#### [What is expected]
Pull out each line of the rows below that contains the string "maroon", matching its capitalization exactly. Case counts.
## Begin Dataset records
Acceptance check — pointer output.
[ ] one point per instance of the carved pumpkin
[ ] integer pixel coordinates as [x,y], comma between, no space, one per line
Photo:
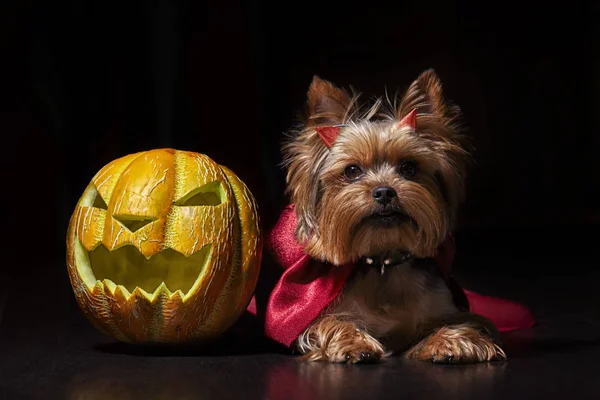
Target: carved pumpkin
[164,246]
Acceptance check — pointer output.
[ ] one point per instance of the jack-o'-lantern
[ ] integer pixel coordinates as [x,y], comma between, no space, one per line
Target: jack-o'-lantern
[164,246]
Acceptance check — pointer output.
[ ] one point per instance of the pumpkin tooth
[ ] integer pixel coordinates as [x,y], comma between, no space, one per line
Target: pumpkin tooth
[141,292]
[161,289]
[109,285]
[121,291]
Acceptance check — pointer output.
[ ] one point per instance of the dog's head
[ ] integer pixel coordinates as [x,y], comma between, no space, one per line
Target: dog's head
[390,178]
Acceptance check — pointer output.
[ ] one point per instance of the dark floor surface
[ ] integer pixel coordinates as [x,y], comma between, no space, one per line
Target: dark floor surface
[49,351]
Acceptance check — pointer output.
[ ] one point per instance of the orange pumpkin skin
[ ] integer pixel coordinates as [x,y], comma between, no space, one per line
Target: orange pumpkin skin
[185,236]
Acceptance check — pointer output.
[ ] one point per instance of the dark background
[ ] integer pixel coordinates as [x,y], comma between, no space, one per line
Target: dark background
[87,82]
[83,83]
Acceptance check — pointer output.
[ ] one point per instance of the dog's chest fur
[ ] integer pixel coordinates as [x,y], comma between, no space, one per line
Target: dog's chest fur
[397,303]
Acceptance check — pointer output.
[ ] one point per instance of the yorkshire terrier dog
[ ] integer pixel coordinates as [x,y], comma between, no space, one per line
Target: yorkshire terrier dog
[380,188]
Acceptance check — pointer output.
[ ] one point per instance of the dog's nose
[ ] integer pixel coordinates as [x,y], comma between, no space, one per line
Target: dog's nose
[384,194]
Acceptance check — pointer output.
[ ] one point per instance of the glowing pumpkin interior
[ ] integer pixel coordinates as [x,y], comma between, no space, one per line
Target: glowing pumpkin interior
[125,266]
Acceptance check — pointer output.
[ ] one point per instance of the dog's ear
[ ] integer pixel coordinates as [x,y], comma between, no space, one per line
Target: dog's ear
[425,95]
[305,153]
[437,122]
[327,104]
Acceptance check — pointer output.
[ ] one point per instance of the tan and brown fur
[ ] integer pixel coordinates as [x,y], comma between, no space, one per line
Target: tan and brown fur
[409,308]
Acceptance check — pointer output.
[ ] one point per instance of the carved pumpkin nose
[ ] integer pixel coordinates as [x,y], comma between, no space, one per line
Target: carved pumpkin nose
[134,222]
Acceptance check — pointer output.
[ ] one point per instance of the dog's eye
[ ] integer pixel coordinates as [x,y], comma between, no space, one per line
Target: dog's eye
[353,172]
[408,169]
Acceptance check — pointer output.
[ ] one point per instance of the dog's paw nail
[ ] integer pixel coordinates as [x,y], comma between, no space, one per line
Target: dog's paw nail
[367,357]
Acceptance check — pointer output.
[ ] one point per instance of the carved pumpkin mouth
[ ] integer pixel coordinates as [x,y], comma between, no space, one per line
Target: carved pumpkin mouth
[127,270]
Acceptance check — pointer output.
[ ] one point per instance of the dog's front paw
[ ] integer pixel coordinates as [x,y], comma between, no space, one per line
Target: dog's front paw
[456,344]
[339,341]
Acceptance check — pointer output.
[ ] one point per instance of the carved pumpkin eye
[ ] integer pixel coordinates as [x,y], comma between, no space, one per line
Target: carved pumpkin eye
[211,194]
[91,198]
[99,202]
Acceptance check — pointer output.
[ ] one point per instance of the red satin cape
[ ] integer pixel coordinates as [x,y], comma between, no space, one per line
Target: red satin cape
[307,286]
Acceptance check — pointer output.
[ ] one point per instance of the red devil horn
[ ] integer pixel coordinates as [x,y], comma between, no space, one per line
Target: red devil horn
[409,120]
[328,134]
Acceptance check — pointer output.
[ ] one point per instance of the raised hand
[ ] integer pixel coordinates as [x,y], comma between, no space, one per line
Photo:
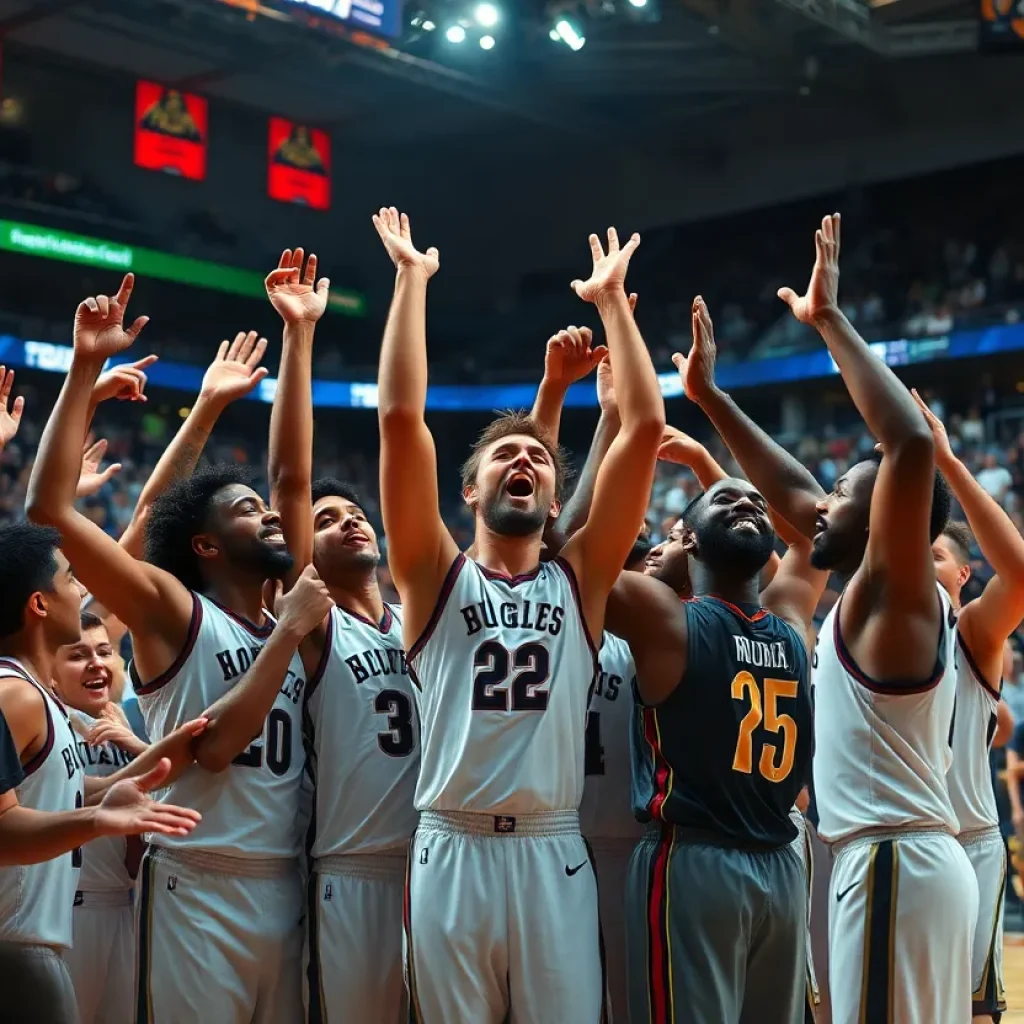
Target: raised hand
[943,450]
[127,810]
[696,371]
[569,357]
[394,232]
[9,420]
[236,370]
[822,292]
[609,269]
[91,478]
[297,295]
[679,448]
[305,605]
[125,382]
[99,329]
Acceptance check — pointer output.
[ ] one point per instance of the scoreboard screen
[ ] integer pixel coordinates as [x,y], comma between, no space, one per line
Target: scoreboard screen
[299,164]
[170,131]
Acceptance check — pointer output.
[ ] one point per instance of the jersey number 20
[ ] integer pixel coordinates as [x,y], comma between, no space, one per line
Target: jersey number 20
[774,765]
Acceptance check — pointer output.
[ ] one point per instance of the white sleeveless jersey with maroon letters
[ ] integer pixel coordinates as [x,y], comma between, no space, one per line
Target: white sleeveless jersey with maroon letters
[882,752]
[606,811]
[503,671]
[104,860]
[364,737]
[36,900]
[251,809]
[970,777]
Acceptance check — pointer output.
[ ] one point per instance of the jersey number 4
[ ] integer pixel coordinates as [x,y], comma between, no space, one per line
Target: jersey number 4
[774,765]
[510,680]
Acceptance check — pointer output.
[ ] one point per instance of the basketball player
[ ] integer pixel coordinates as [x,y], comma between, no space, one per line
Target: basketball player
[502,904]
[218,911]
[361,730]
[904,897]
[43,818]
[983,627]
[101,958]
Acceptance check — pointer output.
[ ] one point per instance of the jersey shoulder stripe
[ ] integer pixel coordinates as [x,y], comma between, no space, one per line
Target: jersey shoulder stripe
[898,688]
[144,689]
[975,671]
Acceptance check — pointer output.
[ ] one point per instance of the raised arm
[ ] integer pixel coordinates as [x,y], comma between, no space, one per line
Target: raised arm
[420,548]
[986,623]
[233,374]
[300,299]
[146,599]
[786,485]
[622,491]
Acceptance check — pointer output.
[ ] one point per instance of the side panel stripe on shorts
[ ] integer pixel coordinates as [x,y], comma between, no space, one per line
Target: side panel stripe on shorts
[415,1014]
[143,943]
[605,1017]
[990,996]
[878,975]
[660,1008]
[314,976]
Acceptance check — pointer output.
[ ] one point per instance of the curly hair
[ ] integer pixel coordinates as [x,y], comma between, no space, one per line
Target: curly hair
[181,513]
[515,422]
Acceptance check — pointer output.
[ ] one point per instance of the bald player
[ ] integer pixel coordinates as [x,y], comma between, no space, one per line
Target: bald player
[502,649]
[904,897]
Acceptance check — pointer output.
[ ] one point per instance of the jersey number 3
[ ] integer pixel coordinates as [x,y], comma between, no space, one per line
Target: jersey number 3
## End Dataset records
#### [Output]
[ ] one point per instance of the white sleeveless jersey with maroon letters
Target: white sleeveless jersey with maroon letters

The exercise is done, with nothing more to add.